▸ **Tasks to perform**:
A: Quote the stretch from "Principal Investigator, Interdisciplinary" through "Academy of Sciences." in the research profile, reproducing it word for word.
B: Render this sentence from the research profile into Spanish: "Cell death and chronic inflammation are also implicated in aging and aging-related pathologies."

Principal Investigator, Interdisciplinary Research Center on Biology and Chemistry, Shanghai Institute of Organic Chemistry, Chinese Academy of Sciences.

Postdoctoral Fellow, Harvard University, 2016-2019

Ph.D., Shanghai institute of Organic Chemistry, Chinese Academy of Sciences, 2011-2016

B.S., Zhejiang University, 2007-2011

The research in Dr. Daichao Xu’s lab investigates proteins that can regulate both cell death and inflammation. Dr. Xu’s lab is revealing how these proteins contribute to aging-related disorders, inflammatory and degenerative diseases including: premature aging, Alzheimer’s disease, non-alcohol fatty liver disease, inflammatory bowel disease, as well as pathogen infection. Cell death and inflammatory responses is important for effective host defense and injury repair. However, unwanted cell death along with chronic inflammation can cause tissue damage and is involved in the pathogenesis of a plethora of inflammatory diseases. Cell death and chronic inflammation are also implicated in aging and aging-related pathologies. Therefore, cell death and inflammation need to be tightly regulated to ensure effective host defense and injury repair while preventing excessive tissue pathology and disease. The goal of Dr. Xu’s lab is to translate these discoveries into new treatments for these scourges.

Dr. Xu’s recent studies identified TBK1, a major genetic cause for amyotrophic lateral sclerosis (ALS) and frontotemporal dementia (FTD) comorbidity, as a novel regulator of cell death pathways and inflammation, and described how partial loss of function of TBK1 leads to age-dependent neurodegeneration. A more recent work of Dr. Xu identified TRADD, an adaptor protein in TNFα signaling pathway, as a direct regulator of both cellular homeostasis and cell death, and demonstrated that pharmacological targeting of TRADD may represent a promising strategy for inhibiting cell death and restoring homeostasis to treat human diseases.

Dr. Xu’s lab uses a wide array of approaches including cell biology, biochemistry, genetics and small molecules so that discoveries made at the molecular level can be transposed into physiological findings in vivo. The lab is now focus on three key families of molecules: the TNF super family that regulates inflammation and cell death; RIP kinases, which play an important role in effecting inflammation, apoptotic, necroptotic and pyroptotic cell death; autophagy-related proteins (ATG) that regulate cellular homeostasis.

▸ **Extracted entries**:

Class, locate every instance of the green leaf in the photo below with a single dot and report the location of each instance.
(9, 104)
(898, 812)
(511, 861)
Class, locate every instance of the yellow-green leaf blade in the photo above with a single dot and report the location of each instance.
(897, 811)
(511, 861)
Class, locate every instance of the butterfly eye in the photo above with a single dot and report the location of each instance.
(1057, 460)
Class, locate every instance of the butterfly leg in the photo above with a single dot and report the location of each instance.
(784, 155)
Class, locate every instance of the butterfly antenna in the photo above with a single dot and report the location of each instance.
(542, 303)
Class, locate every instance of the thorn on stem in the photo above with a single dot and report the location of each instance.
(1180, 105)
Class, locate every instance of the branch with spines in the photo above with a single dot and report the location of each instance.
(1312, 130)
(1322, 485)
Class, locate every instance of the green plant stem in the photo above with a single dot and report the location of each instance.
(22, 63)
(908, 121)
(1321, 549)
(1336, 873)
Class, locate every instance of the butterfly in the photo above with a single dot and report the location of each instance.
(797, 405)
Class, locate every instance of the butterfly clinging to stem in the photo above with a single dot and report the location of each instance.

--

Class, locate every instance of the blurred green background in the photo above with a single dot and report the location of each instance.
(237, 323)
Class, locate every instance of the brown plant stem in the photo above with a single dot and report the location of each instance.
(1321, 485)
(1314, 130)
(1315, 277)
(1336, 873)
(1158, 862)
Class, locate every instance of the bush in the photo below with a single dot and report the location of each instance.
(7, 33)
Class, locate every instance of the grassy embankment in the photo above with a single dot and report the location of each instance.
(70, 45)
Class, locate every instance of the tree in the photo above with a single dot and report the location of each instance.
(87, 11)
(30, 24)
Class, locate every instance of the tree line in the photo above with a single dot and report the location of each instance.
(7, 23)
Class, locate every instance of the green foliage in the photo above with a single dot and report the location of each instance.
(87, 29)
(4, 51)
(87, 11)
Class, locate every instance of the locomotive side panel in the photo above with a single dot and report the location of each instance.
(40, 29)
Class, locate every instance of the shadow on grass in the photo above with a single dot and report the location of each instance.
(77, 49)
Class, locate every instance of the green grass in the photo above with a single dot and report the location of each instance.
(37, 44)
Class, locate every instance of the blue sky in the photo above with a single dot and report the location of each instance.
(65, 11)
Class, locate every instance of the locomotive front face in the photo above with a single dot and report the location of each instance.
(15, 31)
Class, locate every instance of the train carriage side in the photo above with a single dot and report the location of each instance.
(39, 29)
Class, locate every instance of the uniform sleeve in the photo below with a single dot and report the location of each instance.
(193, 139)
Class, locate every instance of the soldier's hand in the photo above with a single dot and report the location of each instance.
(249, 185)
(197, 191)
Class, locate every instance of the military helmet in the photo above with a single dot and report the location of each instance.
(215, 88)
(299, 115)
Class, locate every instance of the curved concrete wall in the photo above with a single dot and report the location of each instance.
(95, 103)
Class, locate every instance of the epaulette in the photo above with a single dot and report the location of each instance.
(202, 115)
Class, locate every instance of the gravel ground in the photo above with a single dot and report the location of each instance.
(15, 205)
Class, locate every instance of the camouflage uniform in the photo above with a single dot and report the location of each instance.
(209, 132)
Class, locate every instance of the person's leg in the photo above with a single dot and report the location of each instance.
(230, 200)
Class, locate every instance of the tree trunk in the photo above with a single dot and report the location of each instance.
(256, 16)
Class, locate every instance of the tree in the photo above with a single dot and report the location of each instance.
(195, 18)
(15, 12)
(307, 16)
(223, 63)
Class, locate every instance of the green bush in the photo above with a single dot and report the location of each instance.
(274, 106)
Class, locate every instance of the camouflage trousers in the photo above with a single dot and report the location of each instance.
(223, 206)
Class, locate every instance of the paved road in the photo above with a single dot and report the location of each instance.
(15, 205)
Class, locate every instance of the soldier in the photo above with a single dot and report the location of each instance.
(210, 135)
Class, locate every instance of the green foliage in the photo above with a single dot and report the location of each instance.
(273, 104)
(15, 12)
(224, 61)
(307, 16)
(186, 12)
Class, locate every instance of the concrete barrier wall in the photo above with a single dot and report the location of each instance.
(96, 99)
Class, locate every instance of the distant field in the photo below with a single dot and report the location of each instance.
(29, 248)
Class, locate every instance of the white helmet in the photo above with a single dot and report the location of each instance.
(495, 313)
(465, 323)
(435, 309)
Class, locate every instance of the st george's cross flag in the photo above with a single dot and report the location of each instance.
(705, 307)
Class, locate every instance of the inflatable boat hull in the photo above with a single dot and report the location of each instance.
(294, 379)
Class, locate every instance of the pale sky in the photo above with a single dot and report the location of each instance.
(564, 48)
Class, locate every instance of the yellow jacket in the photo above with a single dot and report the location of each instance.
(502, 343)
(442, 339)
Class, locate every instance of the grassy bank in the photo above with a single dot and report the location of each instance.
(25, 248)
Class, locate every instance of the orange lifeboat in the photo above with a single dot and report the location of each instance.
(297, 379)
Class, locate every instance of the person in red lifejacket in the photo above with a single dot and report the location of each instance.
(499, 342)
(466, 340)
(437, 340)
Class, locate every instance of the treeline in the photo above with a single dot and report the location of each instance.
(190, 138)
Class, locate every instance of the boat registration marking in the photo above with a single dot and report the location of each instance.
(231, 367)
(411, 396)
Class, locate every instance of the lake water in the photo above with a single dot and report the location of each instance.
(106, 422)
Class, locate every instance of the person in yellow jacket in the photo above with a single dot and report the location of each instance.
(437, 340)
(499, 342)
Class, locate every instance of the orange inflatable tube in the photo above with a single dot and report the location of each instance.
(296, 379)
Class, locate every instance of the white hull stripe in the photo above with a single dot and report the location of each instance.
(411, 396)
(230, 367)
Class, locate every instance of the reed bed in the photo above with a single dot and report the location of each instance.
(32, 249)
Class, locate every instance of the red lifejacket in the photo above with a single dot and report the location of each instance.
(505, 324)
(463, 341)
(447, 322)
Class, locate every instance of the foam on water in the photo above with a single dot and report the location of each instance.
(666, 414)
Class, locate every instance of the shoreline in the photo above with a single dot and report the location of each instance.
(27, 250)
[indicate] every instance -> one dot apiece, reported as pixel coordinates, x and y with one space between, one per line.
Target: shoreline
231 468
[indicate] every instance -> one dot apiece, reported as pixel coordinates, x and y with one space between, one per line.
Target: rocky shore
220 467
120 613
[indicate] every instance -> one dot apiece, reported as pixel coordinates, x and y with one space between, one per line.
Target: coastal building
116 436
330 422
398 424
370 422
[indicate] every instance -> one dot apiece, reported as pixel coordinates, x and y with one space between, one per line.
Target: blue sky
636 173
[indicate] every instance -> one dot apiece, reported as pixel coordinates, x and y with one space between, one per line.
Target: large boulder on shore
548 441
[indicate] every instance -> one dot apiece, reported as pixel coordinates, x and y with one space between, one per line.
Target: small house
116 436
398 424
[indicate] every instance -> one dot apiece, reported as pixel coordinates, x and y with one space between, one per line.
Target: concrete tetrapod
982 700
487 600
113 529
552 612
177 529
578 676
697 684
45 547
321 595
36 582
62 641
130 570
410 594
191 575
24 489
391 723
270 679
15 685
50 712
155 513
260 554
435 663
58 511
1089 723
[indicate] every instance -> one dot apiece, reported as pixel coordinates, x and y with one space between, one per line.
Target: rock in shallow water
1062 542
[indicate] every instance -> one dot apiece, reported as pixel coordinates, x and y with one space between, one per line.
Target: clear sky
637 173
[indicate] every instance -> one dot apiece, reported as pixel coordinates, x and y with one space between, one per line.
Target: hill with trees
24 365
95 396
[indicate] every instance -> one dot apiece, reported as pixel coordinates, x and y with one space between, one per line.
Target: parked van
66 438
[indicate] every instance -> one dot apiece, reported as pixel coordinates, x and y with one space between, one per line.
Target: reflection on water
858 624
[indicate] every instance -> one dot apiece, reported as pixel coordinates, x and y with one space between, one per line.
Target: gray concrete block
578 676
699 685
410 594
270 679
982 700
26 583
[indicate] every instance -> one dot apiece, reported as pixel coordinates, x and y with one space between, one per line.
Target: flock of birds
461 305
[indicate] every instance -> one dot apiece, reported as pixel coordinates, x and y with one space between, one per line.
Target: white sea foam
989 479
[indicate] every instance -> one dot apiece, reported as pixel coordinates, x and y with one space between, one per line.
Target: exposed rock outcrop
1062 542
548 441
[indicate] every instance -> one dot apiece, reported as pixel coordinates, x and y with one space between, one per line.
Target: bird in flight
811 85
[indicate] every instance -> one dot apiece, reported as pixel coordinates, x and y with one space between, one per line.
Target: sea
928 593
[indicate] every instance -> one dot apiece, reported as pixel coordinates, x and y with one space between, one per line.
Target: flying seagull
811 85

...

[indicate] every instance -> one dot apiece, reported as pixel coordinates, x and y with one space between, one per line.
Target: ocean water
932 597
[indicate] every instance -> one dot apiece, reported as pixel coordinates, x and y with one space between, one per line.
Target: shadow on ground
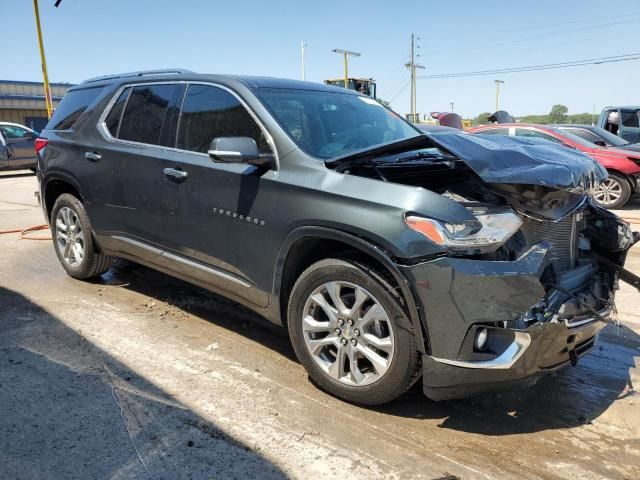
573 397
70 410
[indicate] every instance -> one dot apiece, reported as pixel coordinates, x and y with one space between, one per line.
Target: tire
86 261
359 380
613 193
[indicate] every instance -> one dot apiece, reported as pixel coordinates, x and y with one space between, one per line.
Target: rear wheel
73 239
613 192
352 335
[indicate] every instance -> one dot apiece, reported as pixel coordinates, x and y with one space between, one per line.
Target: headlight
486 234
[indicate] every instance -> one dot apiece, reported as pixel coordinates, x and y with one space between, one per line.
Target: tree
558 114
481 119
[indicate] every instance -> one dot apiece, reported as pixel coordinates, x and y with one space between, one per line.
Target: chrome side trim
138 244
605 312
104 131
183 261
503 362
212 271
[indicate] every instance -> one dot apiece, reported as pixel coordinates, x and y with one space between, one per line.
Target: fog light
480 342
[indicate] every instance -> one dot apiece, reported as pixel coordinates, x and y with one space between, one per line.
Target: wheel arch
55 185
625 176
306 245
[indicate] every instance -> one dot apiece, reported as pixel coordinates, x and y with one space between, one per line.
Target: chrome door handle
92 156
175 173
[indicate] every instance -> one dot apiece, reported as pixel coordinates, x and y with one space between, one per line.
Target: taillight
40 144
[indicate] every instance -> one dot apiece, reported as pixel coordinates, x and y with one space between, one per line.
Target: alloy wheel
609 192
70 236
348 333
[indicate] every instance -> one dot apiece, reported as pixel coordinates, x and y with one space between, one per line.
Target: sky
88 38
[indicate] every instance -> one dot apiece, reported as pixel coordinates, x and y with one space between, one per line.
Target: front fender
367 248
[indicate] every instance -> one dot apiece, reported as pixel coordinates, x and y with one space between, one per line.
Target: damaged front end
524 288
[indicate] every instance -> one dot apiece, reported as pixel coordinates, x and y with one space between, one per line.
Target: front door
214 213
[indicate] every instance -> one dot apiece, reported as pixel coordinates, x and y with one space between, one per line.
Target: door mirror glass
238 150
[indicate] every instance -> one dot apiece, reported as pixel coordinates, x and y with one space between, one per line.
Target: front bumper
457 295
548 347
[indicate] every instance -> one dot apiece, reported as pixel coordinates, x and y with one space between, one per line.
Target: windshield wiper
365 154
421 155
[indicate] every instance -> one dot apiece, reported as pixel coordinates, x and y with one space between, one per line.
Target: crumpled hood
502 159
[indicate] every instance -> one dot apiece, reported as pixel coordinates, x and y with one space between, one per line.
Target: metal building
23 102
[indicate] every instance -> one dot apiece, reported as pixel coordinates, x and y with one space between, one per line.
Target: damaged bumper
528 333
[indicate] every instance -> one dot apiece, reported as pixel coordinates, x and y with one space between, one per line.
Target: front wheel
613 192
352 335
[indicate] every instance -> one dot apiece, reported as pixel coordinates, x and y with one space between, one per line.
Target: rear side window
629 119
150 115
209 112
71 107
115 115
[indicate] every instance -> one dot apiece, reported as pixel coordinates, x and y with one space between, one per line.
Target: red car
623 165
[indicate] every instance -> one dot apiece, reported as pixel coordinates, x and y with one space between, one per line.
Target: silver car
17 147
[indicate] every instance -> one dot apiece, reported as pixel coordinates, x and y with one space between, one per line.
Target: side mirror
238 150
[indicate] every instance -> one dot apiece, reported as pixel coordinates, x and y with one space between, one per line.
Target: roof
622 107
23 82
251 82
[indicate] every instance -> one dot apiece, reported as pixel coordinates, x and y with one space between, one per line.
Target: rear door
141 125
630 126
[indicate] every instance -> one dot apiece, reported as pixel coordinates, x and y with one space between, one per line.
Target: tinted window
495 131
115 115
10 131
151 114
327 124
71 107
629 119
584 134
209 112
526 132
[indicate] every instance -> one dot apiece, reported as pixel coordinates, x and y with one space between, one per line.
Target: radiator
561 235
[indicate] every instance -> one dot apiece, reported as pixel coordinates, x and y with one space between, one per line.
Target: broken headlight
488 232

▸ **Answers by task**:
A:
Principal Investigator, Interdisciplinary Research Center on Biology and Chemistry, Shanghai Institute of Organic Chemistry, Chinese Academy of Sciences.

B: La muerte celular y la inflamación crónica también están implicadas en el envejecimiento y en las patologías relacionadas con el envejecimiento.